Work to be completed: Rewrite the rows below, swapping "single pin" for "single marker" wherever it occurs and keeping everything else identical.

[Location annotation dataset excerpts]
□ □ □ □ □

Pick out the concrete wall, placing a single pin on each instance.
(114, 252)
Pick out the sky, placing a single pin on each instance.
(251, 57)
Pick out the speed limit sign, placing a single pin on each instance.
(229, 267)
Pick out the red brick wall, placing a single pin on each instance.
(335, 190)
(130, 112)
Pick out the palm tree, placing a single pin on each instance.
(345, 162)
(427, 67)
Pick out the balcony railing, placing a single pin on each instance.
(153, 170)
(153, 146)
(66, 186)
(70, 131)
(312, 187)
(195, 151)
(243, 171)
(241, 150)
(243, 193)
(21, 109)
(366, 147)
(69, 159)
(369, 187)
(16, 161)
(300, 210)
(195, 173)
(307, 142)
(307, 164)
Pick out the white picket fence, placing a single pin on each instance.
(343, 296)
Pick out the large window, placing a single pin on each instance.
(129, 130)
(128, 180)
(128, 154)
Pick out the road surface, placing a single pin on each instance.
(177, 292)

□ □ □ □ □

The result:
Pick out the concrete wall, placing a single marker on each instance.
(114, 252)
Pick out the sky, placing a single marker on each instance.
(251, 57)
Pick out the speed limit sign, placing a single marker on each instance.
(229, 267)
Pick out the red brick wall, placing a single marker on each instance.
(335, 190)
(130, 112)
Pick out the palm tree, placing a single marker on each instance.
(345, 162)
(427, 67)
Pick out the balcony railing, placing a single marker on each instance.
(153, 170)
(153, 146)
(66, 186)
(70, 131)
(312, 187)
(195, 151)
(243, 171)
(241, 150)
(243, 193)
(21, 109)
(366, 147)
(69, 159)
(369, 187)
(16, 161)
(300, 210)
(195, 173)
(307, 142)
(307, 164)
Pick out the white picket fence, placing a single marker on each instance.
(343, 296)
Pick out the large window, placing a single marker on each instance.
(129, 130)
(128, 180)
(128, 154)
Pick out the road surface, placing a single marker on each instance.
(177, 292)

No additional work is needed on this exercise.